SET EXERCISE A
Reproduce the parsing notes from "Ambiguity and greedy" to "take the Ty Ty.", renaming "parser" to "parsing engine" wherever it occurs.

>> Start EXCERPTED TEXT

Parsing

Formality's #[term] and #[grammar] attributes let you specify the grammar that will be used to parse your structs/enums.

For structs, there is a single grammar, specified as part of the term:

#![allow(unused)]
fn main() {
#[term( /* grammar here */ )]
struct MyStruct { }
}

For enums, the grammar is placed in #[grammar] attributes on each variant:

#![allow(unused)]
fn main() {
#[term]
enum MyEnum {
    #[grammar( /* grammar here */ )]
    Foo(...),
}
}

Ambiguity and greedy parsing

When parsing an enum there will be multiple possibilities. We will attempt to parse them all. If more than one succeeds, the parser will attempt to resolve the ambiguity by looking for the longest match. However, we don't just consider the number of characters, we look for a reduction prefix:

  • When parsing, we track the list of things we had to parse. If there are two variants at the same precedence level, but one of them had to parse strictly more things than the other and in the same way, we'll prefer the longer one. So for example if one variant parsed a Ty and the other parsed a Ty Ty, we'd take the Ty Ty.
    • When considering whether a reduction is "significant", we take casts into account. See ActiveVariant::mark_as_cast_variant for a more detailed explanation and set of examples.

>> End EXCERPTED TEXT

SET EXERCISE B
Pick out every row containing the word "each" and list those rows. Case matters.

>> Start SUPPLIED RECORDS

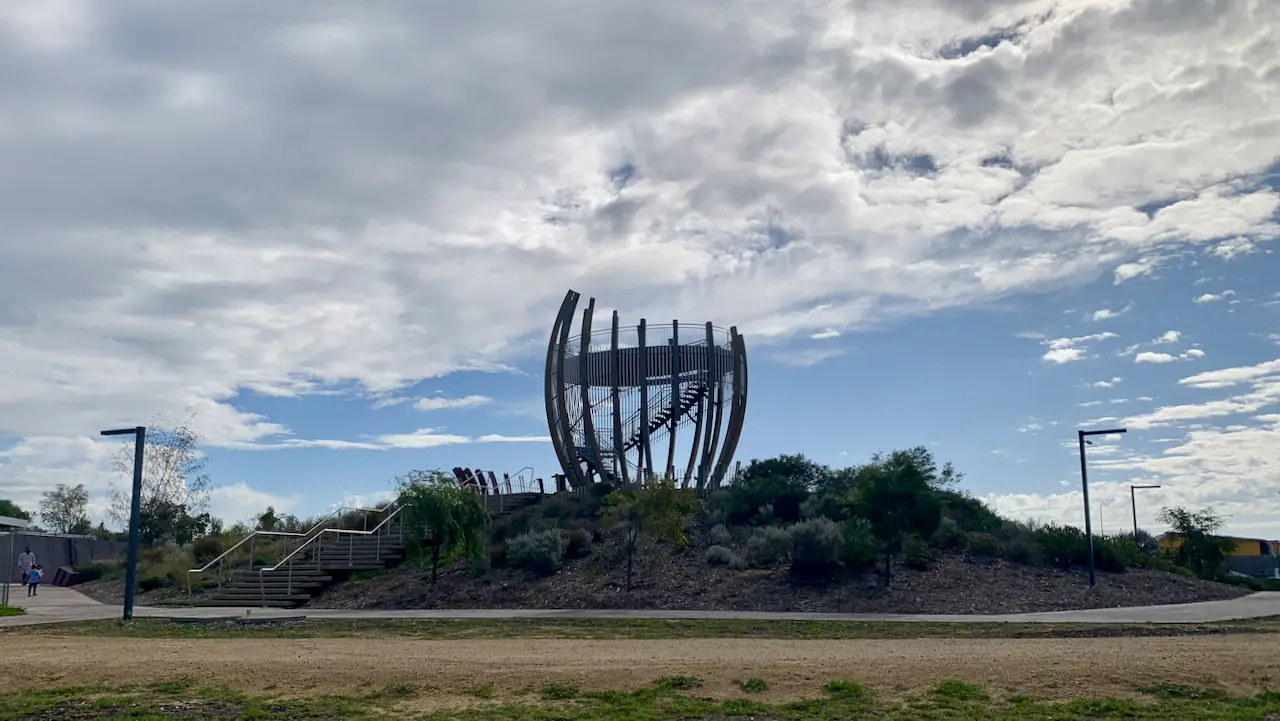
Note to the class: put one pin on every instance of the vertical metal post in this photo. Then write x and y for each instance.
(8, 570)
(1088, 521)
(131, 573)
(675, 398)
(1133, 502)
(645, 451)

>> End SUPPLIED RECORDS
>> Start SUPPLIED RECORDS

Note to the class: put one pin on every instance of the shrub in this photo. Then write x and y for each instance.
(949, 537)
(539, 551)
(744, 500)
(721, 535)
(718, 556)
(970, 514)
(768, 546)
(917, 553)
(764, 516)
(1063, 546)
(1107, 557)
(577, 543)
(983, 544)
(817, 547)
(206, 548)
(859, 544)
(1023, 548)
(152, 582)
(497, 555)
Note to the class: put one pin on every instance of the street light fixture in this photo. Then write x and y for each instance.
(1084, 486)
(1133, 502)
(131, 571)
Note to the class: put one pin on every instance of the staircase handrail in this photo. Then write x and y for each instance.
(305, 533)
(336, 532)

>> End SUPPLIED RECORDS

RESULT A
Ambiguity and greedy parsing

When parsing an enum there will be multiple possibilities. We will attempt to parse them all. If more than one succeeds, the parsing engine will attempt to resolve the ambiguity by looking for the longest match. However, we don't just consider the number of characters, we look for a reduction prefix:

  • When parsing, we track the list of things we had to parse. If there are two variants at the same precedence level, but one of them had to parse strictly more things than the other and in the same way, we'll prefer the longer one. So for example if one variant parsed a Ty and the other parsed a Ty Ty, we'd take the Ty Ty.

RESULT B
Note to the class: put one pin on every instance of the vertical metal post in this photo. Then write x and y for each instance.
Note to the class: put one pin on every instance of the shrub in this photo. Then write x and y for each instance.
Note to the class: put one pin on every instance of the street light fixture in this photo. Then write x and y for each instance.
Note to the class: put one pin on every instance of the staircase handrail in this photo. Then write x and y for each instance.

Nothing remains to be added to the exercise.